BEGIN

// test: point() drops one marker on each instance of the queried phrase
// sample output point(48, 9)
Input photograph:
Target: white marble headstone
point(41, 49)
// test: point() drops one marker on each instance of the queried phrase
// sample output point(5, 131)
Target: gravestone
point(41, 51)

END
BEGIN

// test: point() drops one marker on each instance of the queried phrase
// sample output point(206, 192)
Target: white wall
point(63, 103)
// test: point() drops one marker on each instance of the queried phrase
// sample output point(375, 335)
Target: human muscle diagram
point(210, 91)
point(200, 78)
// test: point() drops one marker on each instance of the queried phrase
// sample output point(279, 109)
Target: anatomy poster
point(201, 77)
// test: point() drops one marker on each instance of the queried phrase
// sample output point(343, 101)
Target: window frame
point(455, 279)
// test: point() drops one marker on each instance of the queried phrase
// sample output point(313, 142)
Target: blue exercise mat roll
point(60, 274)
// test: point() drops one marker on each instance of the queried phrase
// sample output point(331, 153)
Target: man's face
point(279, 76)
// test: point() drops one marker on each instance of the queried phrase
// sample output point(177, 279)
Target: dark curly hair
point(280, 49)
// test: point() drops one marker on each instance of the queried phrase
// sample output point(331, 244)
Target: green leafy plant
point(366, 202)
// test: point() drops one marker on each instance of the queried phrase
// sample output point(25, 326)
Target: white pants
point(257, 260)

END
BEGIN

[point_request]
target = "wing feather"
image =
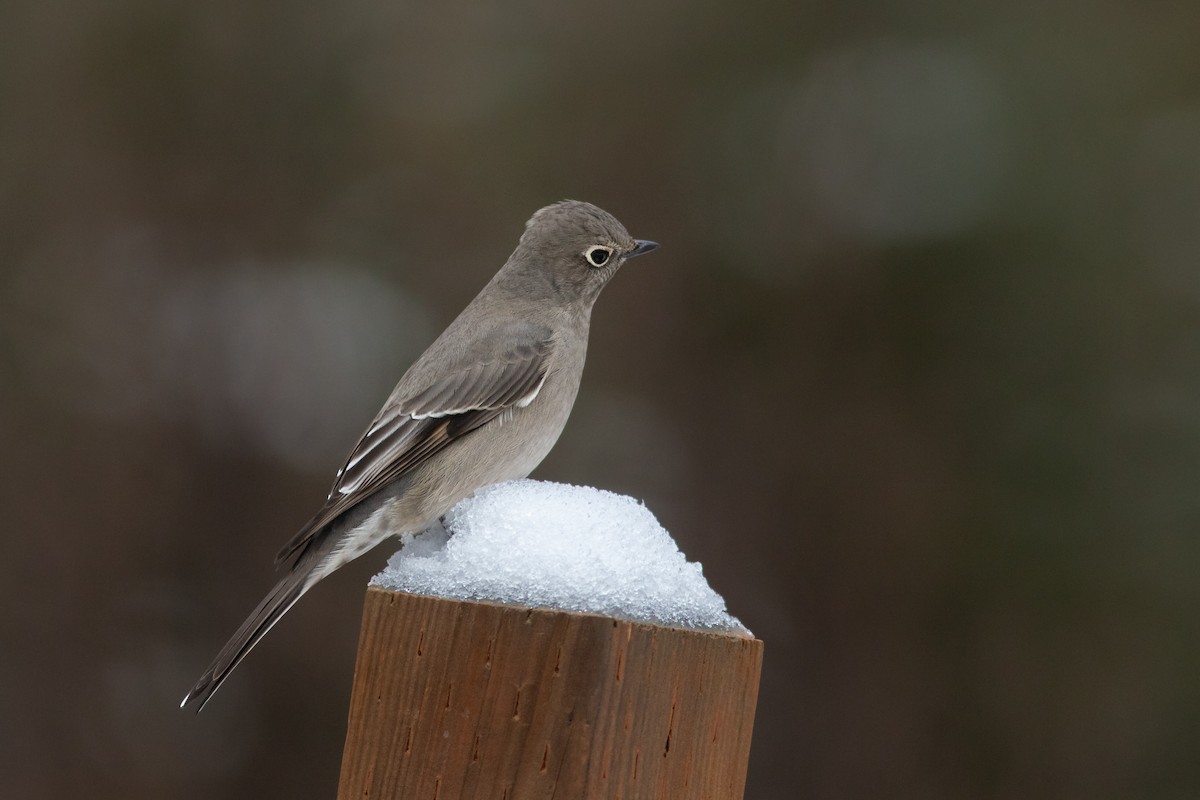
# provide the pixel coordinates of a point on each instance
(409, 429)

END

• _TASK INSTRUCTIONS_
Pull out every line in the items above that contains the word "white".

• _ANSWER_
Target: white marble headstone
Target: white wall
Target: white pants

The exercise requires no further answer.